### PROBLEM REQUIREMENTS
Format the records below as a numbered list, starting at the line that contains "Find the front wheel" and ending at the final line of the records, both ends included. Leave out any blank lines.

### RECORD EXTRACTS
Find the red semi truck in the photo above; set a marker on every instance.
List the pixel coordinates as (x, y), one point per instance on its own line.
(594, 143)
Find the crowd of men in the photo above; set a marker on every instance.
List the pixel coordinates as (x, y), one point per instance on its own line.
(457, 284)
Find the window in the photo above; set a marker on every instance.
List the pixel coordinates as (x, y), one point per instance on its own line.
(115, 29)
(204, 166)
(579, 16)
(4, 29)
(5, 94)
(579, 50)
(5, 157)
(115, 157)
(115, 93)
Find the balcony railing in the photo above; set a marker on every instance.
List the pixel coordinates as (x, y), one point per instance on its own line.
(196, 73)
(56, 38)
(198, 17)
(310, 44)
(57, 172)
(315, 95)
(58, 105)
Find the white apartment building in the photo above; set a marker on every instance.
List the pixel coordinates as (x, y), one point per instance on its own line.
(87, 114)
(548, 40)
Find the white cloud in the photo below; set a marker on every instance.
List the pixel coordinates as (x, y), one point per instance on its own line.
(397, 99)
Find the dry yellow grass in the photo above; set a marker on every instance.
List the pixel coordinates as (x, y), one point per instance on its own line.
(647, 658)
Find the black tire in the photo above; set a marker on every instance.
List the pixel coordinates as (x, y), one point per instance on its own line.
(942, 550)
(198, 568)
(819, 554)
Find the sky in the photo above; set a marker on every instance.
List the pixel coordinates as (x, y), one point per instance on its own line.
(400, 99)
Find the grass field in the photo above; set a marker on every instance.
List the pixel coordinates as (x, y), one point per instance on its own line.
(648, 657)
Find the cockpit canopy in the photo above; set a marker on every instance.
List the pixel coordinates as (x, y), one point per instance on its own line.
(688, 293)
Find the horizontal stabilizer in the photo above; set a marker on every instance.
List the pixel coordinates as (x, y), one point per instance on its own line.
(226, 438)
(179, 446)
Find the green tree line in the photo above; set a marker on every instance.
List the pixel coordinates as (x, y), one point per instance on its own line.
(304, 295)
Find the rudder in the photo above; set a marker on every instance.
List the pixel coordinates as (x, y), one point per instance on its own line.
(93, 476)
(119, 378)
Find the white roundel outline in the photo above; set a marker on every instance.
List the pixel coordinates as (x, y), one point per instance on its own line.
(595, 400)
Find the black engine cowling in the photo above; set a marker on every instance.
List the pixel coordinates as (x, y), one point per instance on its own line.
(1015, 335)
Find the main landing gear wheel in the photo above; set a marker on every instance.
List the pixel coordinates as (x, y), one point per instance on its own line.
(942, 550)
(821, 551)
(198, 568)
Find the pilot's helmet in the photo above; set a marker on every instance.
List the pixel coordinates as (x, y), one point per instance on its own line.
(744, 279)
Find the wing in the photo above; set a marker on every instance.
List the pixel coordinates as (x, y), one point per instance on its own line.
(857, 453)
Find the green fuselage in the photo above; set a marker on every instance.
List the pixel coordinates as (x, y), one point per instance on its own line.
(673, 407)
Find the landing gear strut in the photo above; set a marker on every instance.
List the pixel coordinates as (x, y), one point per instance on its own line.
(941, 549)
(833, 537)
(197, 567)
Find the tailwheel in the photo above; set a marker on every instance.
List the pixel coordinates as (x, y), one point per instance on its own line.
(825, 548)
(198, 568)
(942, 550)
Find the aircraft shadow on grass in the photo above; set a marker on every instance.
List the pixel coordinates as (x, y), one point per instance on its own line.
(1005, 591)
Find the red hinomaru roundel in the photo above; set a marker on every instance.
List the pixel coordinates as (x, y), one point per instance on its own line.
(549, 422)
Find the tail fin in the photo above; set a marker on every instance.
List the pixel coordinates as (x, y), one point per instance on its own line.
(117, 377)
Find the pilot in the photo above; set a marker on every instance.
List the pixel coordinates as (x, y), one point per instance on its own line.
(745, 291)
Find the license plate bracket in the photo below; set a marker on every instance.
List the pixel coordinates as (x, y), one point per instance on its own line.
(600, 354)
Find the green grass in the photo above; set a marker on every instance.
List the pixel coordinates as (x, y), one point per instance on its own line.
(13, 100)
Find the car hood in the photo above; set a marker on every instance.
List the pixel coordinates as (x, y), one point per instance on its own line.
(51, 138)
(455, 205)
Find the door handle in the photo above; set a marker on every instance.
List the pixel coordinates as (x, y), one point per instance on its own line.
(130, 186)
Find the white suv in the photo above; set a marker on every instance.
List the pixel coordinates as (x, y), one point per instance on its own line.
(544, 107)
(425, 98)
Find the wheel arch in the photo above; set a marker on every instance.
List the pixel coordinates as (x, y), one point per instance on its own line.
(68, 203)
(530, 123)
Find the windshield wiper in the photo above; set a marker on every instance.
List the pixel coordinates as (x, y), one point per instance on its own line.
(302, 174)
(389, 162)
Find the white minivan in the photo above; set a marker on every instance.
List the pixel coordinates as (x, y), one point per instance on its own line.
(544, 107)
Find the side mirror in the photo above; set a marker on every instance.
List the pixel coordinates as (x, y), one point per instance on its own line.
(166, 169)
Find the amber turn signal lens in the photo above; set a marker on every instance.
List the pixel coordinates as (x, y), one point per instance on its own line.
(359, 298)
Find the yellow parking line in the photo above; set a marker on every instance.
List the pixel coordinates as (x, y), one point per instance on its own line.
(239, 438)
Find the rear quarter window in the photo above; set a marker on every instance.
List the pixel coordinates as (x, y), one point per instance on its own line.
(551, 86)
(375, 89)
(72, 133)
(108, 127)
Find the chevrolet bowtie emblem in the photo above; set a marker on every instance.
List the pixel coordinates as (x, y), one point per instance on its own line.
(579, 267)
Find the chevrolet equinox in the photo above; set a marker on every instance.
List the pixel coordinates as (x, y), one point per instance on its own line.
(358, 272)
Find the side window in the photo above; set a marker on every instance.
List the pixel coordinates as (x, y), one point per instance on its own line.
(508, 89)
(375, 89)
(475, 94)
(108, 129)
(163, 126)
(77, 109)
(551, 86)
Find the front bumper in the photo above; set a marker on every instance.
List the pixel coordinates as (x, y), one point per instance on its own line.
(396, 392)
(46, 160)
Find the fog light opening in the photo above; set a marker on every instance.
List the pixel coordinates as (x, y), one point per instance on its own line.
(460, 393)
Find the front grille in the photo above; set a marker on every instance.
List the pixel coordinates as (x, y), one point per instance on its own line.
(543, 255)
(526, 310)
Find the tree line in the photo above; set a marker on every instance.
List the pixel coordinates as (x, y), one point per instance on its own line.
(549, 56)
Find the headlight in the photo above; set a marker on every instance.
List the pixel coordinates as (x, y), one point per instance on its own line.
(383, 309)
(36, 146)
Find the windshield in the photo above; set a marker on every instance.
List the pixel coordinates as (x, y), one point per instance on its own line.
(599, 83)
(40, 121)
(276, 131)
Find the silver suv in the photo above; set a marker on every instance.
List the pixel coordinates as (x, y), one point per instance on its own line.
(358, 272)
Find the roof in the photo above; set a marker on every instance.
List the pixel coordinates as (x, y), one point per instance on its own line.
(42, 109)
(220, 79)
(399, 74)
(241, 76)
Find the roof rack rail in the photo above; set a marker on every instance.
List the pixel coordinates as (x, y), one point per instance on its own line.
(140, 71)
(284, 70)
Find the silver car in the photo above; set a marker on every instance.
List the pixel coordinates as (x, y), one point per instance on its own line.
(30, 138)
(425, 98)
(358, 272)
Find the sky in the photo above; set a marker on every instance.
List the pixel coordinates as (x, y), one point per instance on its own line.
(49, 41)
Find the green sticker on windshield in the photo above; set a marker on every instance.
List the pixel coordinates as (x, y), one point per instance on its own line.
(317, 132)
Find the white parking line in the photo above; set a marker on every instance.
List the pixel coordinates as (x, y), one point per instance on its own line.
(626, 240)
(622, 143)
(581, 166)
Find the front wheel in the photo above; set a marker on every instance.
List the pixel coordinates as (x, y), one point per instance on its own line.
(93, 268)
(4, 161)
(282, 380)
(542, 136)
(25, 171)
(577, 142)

### TASK OUTPUT
1. Find the front wheel in the photo above; set a marker on every instance.
2. List the pixel coordinates as (x, y), one point per instance on its own line.
3. (93, 268)
4. (4, 161)
5. (282, 380)
6. (542, 136)
7. (25, 171)
8. (577, 142)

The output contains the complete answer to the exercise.